» **Exercise task**
Rescale the lines from the start of the records up to and including the line with "188,142 -> 814,809", reproducing the requests unchanged and multiplying every coordinate in the answer boxes by 2.25, rounded to the nearest whole number with halves rounded up.

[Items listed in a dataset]
=-=-=

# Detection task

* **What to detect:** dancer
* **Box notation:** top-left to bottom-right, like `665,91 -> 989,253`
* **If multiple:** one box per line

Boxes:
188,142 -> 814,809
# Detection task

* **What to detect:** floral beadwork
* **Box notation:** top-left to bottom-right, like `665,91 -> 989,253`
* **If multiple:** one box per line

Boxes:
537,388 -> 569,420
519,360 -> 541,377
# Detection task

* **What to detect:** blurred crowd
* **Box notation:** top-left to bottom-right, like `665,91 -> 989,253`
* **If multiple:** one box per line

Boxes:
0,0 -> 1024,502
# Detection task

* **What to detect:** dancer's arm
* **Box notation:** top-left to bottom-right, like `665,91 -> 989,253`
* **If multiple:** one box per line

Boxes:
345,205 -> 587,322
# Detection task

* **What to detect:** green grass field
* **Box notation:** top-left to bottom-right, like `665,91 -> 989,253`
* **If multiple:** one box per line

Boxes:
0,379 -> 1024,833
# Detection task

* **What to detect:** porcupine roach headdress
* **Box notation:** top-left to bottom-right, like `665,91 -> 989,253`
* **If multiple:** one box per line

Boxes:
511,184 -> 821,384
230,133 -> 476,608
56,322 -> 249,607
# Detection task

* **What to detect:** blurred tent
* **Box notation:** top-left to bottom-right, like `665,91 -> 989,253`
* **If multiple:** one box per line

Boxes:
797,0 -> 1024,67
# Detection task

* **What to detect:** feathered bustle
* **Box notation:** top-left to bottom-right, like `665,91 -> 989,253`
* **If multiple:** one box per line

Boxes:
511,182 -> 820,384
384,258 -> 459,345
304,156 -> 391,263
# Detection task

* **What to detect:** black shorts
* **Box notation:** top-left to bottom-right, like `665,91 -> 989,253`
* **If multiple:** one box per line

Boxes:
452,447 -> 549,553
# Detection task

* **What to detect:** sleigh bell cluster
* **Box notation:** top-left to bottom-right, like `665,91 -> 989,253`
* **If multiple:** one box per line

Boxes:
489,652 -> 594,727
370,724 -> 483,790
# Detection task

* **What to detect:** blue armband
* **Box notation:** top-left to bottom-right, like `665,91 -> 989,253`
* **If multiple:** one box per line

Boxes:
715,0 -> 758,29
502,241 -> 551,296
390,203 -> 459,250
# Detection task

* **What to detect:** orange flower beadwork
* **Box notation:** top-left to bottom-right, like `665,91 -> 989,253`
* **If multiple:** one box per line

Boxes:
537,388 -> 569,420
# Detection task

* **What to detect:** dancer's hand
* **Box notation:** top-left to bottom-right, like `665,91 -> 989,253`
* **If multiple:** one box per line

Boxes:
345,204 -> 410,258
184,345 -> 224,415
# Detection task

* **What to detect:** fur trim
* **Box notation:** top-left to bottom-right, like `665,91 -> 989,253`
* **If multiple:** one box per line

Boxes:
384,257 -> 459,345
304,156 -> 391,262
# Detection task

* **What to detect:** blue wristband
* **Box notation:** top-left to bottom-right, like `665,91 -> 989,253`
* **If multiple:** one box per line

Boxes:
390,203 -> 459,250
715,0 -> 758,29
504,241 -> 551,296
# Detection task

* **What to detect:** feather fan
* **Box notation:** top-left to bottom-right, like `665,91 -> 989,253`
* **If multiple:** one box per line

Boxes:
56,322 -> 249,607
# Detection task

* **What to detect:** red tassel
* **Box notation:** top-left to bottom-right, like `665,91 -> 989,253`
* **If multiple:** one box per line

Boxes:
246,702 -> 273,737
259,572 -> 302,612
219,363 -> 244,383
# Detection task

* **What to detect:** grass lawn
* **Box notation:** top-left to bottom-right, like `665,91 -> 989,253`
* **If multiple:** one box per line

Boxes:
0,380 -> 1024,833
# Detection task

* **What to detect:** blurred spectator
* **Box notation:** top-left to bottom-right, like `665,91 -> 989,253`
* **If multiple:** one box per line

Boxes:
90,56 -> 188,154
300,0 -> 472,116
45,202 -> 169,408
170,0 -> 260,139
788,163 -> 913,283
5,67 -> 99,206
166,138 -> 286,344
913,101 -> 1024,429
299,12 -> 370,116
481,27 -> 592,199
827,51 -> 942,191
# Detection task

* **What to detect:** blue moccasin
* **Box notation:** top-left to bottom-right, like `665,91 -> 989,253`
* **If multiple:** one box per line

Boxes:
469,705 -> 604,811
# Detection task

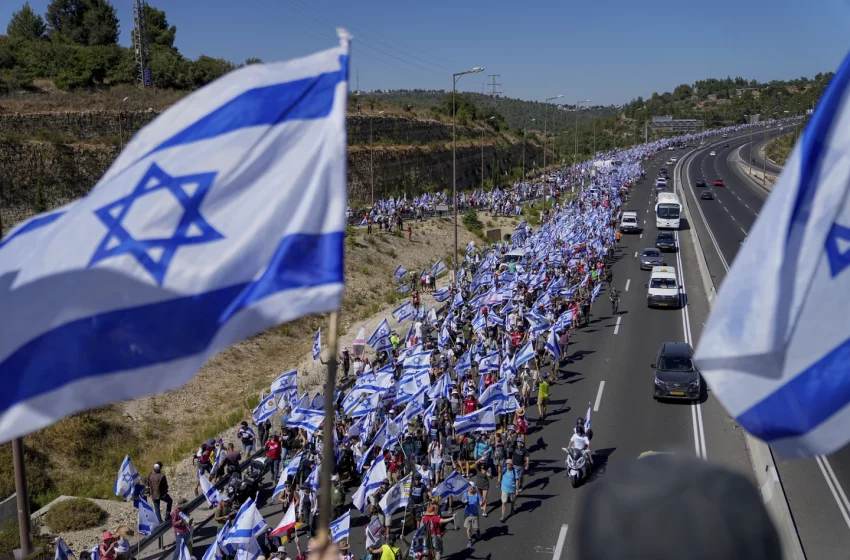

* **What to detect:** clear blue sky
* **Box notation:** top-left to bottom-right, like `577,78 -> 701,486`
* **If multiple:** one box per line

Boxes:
0,0 -> 850,104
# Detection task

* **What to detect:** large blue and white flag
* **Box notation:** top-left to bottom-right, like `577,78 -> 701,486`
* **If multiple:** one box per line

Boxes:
514,340 -> 534,369
454,408 -> 496,435
391,301 -> 416,323
546,328 -> 561,362
113,456 -> 139,498
54,540 -> 75,560
393,265 -> 407,282
329,511 -> 351,542
0,38 -> 349,443
696,50 -> 850,458
313,328 -> 322,360
251,393 -> 277,426
366,319 -> 393,352
351,460 -> 387,513
431,471 -> 472,499
271,369 -> 298,395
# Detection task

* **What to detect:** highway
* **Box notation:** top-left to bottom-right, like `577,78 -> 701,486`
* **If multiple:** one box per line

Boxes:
143,143 -> 755,560
684,132 -> 850,560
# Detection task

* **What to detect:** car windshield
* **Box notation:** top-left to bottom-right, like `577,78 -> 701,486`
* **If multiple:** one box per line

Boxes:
657,204 -> 680,219
658,356 -> 694,371
649,278 -> 676,290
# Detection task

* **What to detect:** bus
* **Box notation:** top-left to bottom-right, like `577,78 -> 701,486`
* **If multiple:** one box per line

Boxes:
655,192 -> 682,229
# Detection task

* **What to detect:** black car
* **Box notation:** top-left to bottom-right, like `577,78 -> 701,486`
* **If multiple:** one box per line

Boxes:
655,231 -> 676,251
652,342 -> 702,401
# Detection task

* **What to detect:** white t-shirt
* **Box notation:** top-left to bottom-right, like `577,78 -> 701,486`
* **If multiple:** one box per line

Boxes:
570,434 -> 590,451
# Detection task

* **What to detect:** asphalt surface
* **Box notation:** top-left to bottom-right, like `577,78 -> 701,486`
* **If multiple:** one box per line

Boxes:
142,141 -> 755,560
685,132 -> 850,560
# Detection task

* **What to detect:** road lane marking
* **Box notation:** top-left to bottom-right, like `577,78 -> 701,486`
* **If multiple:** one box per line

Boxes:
552,525 -> 569,560
815,455 -> 850,527
593,381 -> 605,412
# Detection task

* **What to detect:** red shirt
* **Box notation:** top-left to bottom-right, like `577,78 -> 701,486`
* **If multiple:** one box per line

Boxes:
266,439 -> 280,459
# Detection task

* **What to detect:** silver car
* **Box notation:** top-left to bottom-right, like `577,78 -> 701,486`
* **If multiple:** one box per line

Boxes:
640,248 -> 666,270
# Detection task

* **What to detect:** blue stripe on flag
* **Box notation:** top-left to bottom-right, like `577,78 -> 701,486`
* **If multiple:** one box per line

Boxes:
145,68 -> 347,157
738,332 -> 850,442
0,232 -> 343,410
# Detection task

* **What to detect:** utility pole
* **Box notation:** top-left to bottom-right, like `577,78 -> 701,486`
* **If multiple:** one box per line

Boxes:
133,0 -> 153,88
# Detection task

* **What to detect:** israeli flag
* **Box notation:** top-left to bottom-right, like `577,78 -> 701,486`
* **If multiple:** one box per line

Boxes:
251,394 -> 277,426
431,286 -> 452,303
378,474 -> 413,515
313,329 -> 322,360
546,329 -> 561,362
54,540 -> 75,560
113,456 -> 139,499
286,408 -> 325,434
222,498 -> 269,548
431,471 -> 472,499
431,259 -> 448,276
271,369 -> 298,395
366,319 -> 393,352
393,265 -> 407,282
351,460 -> 387,513
514,340 -> 534,369
329,511 -> 351,542
0,38 -> 349,442
454,408 -> 496,435
199,474 -> 222,508
392,301 -> 416,323
696,50 -> 850,458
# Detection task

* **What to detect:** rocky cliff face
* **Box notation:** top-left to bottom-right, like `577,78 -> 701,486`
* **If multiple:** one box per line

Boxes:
0,111 -> 542,231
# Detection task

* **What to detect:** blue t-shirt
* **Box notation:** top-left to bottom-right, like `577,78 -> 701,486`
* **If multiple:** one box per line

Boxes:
502,469 -> 516,494
463,493 -> 481,517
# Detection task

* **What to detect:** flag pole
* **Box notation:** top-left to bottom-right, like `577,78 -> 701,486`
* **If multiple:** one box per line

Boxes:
12,438 -> 32,558
316,311 -> 339,547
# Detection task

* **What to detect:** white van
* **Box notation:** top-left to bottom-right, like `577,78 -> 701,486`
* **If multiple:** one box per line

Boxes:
620,212 -> 640,233
646,266 -> 682,307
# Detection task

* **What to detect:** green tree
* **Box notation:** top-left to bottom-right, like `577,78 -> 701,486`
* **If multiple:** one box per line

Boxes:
145,4 -> 177,49
6,2 -> 47,40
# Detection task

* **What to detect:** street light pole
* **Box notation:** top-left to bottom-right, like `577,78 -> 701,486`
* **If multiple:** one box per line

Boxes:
452,66 -> 484,282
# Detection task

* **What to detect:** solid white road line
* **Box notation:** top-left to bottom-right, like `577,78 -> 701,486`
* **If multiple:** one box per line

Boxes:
593,381 -> 605,412
815,455 -> 850,527
552,525 -> 569,560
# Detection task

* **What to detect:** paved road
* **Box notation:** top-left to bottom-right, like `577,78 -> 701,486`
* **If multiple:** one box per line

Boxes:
143,139 -> 754,560
685,132 -> 850,560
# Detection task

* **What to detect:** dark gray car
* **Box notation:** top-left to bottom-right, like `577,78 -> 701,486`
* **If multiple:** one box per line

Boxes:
652,342 -> 702,401
640,248 -> 666,270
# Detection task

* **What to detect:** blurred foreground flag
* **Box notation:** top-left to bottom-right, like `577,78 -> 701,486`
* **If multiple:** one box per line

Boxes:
696,49 -> 850,458
0,32 -> 349,443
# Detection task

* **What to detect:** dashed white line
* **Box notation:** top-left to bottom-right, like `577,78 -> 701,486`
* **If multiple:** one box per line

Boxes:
593,381 -> 605,412
552,525 -> 569,560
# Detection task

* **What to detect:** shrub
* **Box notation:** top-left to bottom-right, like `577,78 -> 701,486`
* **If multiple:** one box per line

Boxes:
44,498 -> 106,533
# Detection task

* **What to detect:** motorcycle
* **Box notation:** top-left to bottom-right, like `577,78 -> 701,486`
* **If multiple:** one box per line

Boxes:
561,447 -> 590,488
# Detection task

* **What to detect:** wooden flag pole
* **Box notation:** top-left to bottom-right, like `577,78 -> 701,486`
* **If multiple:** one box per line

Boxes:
316,311 -> 339,547
12,438 -> 32,558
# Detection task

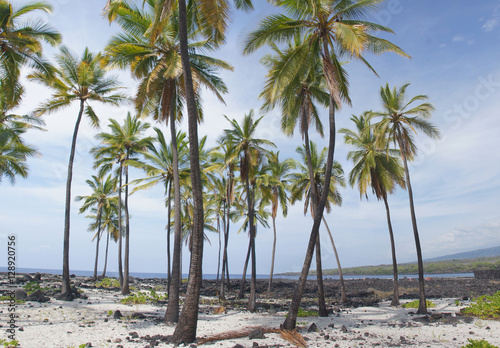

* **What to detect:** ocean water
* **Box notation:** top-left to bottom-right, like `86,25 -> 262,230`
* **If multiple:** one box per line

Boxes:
0,267 -> 474,280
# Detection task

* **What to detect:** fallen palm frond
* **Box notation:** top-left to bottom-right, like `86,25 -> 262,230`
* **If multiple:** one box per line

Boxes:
278,329 -> 307,348
198,326 -> 281,344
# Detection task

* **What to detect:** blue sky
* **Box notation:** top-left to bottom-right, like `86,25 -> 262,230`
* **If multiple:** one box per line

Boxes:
0,0 -> 500,274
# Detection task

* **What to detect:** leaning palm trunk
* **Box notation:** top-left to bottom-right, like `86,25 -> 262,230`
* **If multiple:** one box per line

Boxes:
383,192 -> 399,306
94,213 -> 101,280
101,228 -> 109,278
267,215 -> 276,295
173,0 -> 204,343
283,100 -> 335,330
396,128 -> 427,314
164,97 -> 182,323
122,162 -> 130,295
238,238 -> 252,300
323,216 -> 347,303
61,100 -> 85,299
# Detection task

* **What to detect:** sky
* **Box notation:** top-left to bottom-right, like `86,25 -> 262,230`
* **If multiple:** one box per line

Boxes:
0,0 -> 500,274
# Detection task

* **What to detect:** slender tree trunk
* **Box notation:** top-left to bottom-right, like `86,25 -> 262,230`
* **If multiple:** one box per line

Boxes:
164,89 -> 182,323
267,215 -> 276,295
316,233 -> 328,317
323,215 -> 347,303
173,0 -> 204,343
102,231 -> 109,278
283,100 -> 336,330
238,238 -> 252,300
167,180 -> 172,294
122,162 -> 130,295
118,166 -> 123,288
383,193 -> 399,306
61,100 -> 85,299
396,128 -> 427,314
94,213 -> 101,281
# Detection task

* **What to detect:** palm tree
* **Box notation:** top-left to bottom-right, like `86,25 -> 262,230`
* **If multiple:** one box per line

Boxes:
91,113 -> 153,295
339,112 -> 405,306
264,151 -> 295,294
29,47 -> 128,300
0,0 -> 61,102
290,141 -> 347,315
244,0 -> 407,330
222,110 -> 275,312
107,1 -> 232,322
373,83 -> 439,314
76,175 -> 118,280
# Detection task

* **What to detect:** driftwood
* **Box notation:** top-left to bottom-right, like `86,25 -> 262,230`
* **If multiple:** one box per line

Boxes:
198,326 -> 307,348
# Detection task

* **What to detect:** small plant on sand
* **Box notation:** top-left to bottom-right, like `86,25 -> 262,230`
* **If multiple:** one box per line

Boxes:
401,300 -> 436,308
460,291 -> 500,319
462,338 -> 498,348
95,278 -> 120,288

=-=-=

» **Response to the exercise**
# Detection task

* **What to detect:** dancer
* **Box notation:** top-left to bottom-right, like `665,91 -> 989,253`
* **If multiple:** one box per line

Boxes:
423,320 -> 1832,1820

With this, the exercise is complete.